● What needs to be done
Pick each line that has "hill" out of the records.

[Data provided Boundary: Start]

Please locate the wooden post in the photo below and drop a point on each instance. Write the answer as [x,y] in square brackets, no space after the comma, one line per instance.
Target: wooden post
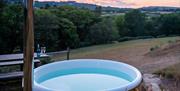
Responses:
[68,52]
[28,45]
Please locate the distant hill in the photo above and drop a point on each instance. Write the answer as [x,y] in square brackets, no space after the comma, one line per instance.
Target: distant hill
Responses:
[79,5]
[109,9]
[160,8]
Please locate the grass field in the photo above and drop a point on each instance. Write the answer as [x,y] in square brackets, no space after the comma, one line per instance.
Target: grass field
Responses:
[131,52]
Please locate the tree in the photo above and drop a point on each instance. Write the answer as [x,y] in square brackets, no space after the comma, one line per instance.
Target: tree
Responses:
[68,36]
[81,18]
[46,26]
[98,10]
[103,32]
[134,22]
[11,31]
[120,23]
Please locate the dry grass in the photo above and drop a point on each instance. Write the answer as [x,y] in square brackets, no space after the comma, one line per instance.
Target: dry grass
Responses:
[131,52]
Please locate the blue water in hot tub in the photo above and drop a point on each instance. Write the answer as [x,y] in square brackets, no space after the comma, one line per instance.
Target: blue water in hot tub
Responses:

[Data provided Boundary: End]

● Output of the exercise
Please locate the distant hill in the photo above and drop a point on each instance. Write the answer as [x,y] in square brackets, no space after the comma, one line per instance.
Target: distant hill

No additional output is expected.